## [SELECTED EXCERPT]
┄┄┄┄┄┄┄┄┄┄

Makes observations that she can see why people would attempt suicide, but in the same breath tells me she would never do that, mostly because of our two little girls.
She's a stay at home mom. She says she only wants me to help with the kids and household when she's going through her bad times. However, we spend hours on the back porch at night talking out her massive childhood problems.
So we come to conclusions in conversation about how things aren't her fault, through logical analysis, etc. Then the depression kicks in again a week later, addled by alcohol almost every night, and she's right back to erasing every conclusion or affirmation that we reached before. It's like hitting a giant reset button on any progress, over and over again.
The frustrating part - knowing that I am married to a woman who has an IQ of 145 and a Master's degree who can put on a smile by day, flip a switch at night and become the most negative person I've ever met. Top that off with having hours upon hours of conversation where she can vent and talk and have her admit verbally that she is not to blame for her childhood and that her anxieties about her daughters are more fear based then rational.... only to have that blown away in one night of heavy drinking.
And then, when I try to suggest that the alcohol is in no way helping long term, have her become defensive and acuse me of being self-focused.
I literally don't want her to die in her sleep.
And when I admit that I'm having hard time being supportive and knowing what to say and do, that I might need to get some support on my own, she gets mad "sure because this is all about you!"
She swears that she did this for years before we met and that it's not a problem.
I'm going to have to. Even sitting here talking to you has been re-energizing. She swears she was forward about her depression when we met, but I had no idea! This was about four years ago. Quick relationship - she had a kid from a previous (abusive) marriage and we decided to both settle down for the sake of stability for her kid. We had a second one together who will be 3 in September. I swear if it weren't for our two girls growing up having her as a single mother, I'd have left her already. I love her, but it feels like (and I know it is the depression to blame) that she doesn't want to get better.
Our girls aren't directly affected, although they both have anxiety issues (both tested high IQ) and I wonder if it is possible they are getting a vibe off their mother, despite her doing her best to hide it all from them.
Then she wears the guilt, on top of everything else, that she is a horrible mother and has affected them. When Adele was an infant, we thought Cassie was going through postpartem, but realized after the fact that she was just unmedicated and suffering a major bout. Adele was definitely collicky. I spent hours at night rocking her back to sleep because her mom was at her wits' end.
She breastfeed her to about 18 months or so. Then gave it up slowly and went back on meds. Things have been a roller coaster ever since.
I wonder if it would be better to file for divorce and pursue custody of the kids. I know you can't make that recommendation, but I really don't want to have this affect me as a parent and ultimately spend the next 20 years trying to shield our daughters.
I literally had no idea what I was getting in to with her depression. She is going this week to have her meds reviewed again. I plan on going, but I really just want to tell the doctor that it doesn't seem to help when Cassie drinks upwards of a bottle of wine every night.
For better or for worse. If I managed to decide that it was better for my girls and I to leave, it would probably destroy her.
And, while this sounds sexist, we live in an area where the courts will largely side with the mother in custody issues, unless she's a drug addict or incarcerated.
In person. I think I've worn out my $22 with you!
I'm going to have to do the therapy thing, maybe group therapy.
Thanks again for all your comments and observations. The only therapist I've been exposed to in the past 4 years is the one I'm married to!
I will rate you for excellent service. This has been encouraging, thanks for your time. I have to get going!

┄┄┄┄┄┄┄┄┄┄

Data excerpts
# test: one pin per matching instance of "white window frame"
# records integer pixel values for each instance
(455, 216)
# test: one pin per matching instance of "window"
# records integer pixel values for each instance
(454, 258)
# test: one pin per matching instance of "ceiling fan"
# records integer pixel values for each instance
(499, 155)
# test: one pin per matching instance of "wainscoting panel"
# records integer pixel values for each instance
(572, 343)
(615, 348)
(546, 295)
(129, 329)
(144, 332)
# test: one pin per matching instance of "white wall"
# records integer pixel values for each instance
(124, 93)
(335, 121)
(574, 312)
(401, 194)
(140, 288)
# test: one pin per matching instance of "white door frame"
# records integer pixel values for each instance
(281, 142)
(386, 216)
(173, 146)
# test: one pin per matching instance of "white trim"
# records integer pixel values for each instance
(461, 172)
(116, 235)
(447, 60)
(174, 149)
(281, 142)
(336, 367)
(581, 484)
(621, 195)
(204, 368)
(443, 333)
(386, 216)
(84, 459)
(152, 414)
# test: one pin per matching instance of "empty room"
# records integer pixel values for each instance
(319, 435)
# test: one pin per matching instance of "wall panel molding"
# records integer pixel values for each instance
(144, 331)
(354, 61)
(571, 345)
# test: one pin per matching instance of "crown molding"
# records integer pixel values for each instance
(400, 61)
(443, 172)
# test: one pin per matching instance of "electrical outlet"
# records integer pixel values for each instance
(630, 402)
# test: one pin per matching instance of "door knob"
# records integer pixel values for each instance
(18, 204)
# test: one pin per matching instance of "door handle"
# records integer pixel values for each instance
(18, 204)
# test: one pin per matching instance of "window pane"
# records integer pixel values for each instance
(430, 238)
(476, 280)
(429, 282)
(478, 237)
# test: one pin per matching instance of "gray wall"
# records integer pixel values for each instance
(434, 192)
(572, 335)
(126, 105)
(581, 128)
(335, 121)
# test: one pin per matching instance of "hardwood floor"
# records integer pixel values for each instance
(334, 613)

┄┄┄┄┄┄┄┄┄┄

## [PROBLEM REQUIREMENTS]
In the text about a spouse's depression, how much wine does Cassie drink each night?

## [REPLY TO THE EXERCISE]
Upwards of a bottle of wine every night.